━━ Source document

Feature Article Should The State Stop Providing Free Senior High Boarding School Education - And Leave What Is An Expensive Privilege To Fee-Paying Private-Sector Players?
NOV 11, 2019 LISTEN

Earlier today, a very nice photograph of three smartly-dressed and obviously well-heeled younger-generation-old-boys of Mfantsipim Senior High School (which was taken across the road from a new library building named after the late Kofi Annan - who served two terms as Secretary-General of the United Nations Organisation, from January 1997 to December 2006 - and was also an old boy of Mfantsipim Senior High School), was posted on my Facebook wall.

For me, that photograph illustrates perfectly, how middle-class Ghana's addiction to old-boy-old-girl-cronyism could eventually destroy the free senior high school initiative, when the global fossil fuel industry suddenly collapses - as is bound to happen pretty soon: and no more significant amounts can be expected from oil revenues to fund the free senior high school initiative.

We all know that it simply does not make any sense, financially, for the Ghanaian nation-state to continue to maintain free state-funded boarding second-cycle schools in Ghana. Yet, because of egregious-elite-cronyism, we have rather chosen a let-us-bury-our-heads-in-sand strategy, in confronting this crucial issue, which has everything to do with the future of our potentially great nation.

Attending a boarding school is not a societal right for any young person in Ghana. No. Never. Full stop. On the contrary, by right, it ought to be an expensive privilege for the well-off people in our country, who can afford it, to pay for it for their offspring. Simple.

━━━━

__Exercises__:
- A) List every date the boarding school article gives.
- B) In the boarding school article, whom is the new library building named after?
- C) Output the part of the boarding school article that opens with the words containing "Earlier today, a" and closes with "my Facebook wall.".
The entries after the boarding school article have no role here.

━━ Supplied material

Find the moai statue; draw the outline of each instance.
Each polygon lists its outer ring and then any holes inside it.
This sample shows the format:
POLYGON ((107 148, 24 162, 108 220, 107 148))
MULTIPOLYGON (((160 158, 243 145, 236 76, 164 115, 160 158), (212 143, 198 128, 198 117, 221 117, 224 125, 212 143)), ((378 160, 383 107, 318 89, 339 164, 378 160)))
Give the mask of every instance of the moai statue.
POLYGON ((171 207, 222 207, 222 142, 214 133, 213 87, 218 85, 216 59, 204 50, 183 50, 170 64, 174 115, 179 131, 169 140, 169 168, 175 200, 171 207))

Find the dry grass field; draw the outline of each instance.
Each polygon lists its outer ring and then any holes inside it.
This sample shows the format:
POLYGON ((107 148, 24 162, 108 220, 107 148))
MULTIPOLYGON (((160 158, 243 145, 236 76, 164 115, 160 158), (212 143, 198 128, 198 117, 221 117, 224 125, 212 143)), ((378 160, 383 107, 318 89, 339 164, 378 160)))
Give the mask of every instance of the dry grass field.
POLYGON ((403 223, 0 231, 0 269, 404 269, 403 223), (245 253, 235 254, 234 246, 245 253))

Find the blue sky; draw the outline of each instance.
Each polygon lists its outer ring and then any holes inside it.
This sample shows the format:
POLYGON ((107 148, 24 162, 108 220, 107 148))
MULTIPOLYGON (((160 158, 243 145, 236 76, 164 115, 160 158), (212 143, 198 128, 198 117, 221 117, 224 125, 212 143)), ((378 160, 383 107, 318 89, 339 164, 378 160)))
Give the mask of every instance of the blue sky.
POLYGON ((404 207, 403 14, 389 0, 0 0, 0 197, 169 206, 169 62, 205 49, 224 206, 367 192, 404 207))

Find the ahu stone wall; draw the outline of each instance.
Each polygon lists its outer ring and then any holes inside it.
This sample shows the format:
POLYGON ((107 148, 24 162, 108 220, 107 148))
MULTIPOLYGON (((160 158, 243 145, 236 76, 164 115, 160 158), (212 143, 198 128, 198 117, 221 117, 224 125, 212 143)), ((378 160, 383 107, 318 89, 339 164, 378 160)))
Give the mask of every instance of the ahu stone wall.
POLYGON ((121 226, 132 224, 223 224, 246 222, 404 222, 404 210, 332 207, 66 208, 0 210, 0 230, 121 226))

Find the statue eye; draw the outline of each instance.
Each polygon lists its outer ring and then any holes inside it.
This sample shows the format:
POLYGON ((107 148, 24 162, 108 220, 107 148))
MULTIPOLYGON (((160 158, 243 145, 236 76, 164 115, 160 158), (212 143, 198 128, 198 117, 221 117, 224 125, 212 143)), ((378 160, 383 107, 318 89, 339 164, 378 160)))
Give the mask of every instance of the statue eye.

━━━━

__Results of the exercise__:
- A) NOV 11, 2019; January 1997; December 2006

- B) It is named after the late Kofi Annan.

- C)
Earlier today, a very nice photograph of three smartly-dressed and obviously well-heeled younger-generation-old-boys of Mfantsipim Senior High School (which was taken across the road from a new library building named after the late Kofi Annan - who served two terms as Secretary-General of the United Nations Organisation, from January 1997 to December 2006 - and was also an old boy of Mfantsipim Senior High School), was posted on my Facebook wall.